Restate each entry word for word, leaving nothing out.

-- DATA TO USE follows --

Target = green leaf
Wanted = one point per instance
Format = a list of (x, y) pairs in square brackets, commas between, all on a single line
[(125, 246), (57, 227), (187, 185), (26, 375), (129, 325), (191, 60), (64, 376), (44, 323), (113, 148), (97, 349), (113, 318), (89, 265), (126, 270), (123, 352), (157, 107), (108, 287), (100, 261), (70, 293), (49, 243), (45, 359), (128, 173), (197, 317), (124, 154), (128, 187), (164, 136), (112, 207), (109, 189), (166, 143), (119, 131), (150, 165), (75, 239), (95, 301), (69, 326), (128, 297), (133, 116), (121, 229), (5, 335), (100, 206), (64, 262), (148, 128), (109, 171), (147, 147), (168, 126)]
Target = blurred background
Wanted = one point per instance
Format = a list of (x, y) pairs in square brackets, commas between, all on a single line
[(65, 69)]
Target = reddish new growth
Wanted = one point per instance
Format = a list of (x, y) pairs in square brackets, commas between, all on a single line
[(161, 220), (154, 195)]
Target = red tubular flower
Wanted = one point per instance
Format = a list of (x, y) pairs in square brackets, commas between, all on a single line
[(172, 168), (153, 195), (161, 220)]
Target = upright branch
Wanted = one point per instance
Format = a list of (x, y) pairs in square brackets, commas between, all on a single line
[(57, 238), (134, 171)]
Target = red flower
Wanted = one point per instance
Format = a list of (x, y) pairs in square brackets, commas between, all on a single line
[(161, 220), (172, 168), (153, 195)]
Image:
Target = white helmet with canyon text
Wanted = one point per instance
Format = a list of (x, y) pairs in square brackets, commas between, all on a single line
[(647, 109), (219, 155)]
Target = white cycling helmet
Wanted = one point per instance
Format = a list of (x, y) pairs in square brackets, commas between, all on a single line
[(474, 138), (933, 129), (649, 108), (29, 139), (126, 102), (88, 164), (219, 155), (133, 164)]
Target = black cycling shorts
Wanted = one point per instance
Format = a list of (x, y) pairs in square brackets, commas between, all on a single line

-- DATA TO USE concluded --

WORKED SOLUTION
Target = green leaf
Wanted = one point per instance
Format = a list of (x, y) pairs in square brackets, commas between, all on a single line
[(125, 246), (57, 227), (187, 185), (26, 375), (129, 325), (191, 60), (64, 376), (44, 323), (113, 148), (97, 349), (113, 318), (89, 265), (126, 270), (123, 352), (157, 107), (108, 287), (100, 261), (70, 293), (49, 243), (45, 359), (128, 173), (197, 317), (124, 154), (128, 187), (164, 136), (112, 207), (109, 189), (166, 143), (119, 131), (150, 165), (75, 239), (95, 301), (69, 326), (128, 297), (133, 116), (121, 229), (5, 335), (100, 206), (64, 262), (148, 128), (109, 171), (147, 147), (168, 126)]
Target = blurred background
Wanted = one point per instance
Format = a list of (x, y) pairs in square brackets, commas between, all on a single line
[(65, 69)]
Target = reddish new growth
Wanted = one point per instance
Format = a list of (x, y) pairs in square brackets, commas between, all on a single line
[(161, 220), (154, 195)]
Target = red tubular flower
Wanted = one point per instance
Format = a list of (x, y) pairs in square brackets, commas between, all on a single line
[(172, 168), (153, 195), (161, 220)]
Target = upright branch
Wanted = one point per instance
Format = a list of (x, y) pairs in square brackets, commas between, all on a single line
[(57, 238), (134, 171)]
Target = red flower
Wanted = one point per instance
Format = a list of (x, y) pairs in square brackets, commas between, all on a single line
[(161, 220), (172, 168), (153, 195)]
Image:
Target = white helmet with canyon text
Wanted = one point per instance
Format = a list of (x, y) pairs in square brackets, commas between, all on a single line
[(647, 109), (219, 155)]
Target = white cycling helmet
Wanted = one point per instance
Format = a list of (x, y) pairs in square brackets, commas between, all on a single line
[(474, 138), (933, 129), (649, 108), (29, 139), (126, 102), (88, 164), (219, 155), (133, 164)]
Target = black cycling shorts
Wanted = one point per instance
Format = a list of (x, y) pairs in square brackets, commas between, all on a single line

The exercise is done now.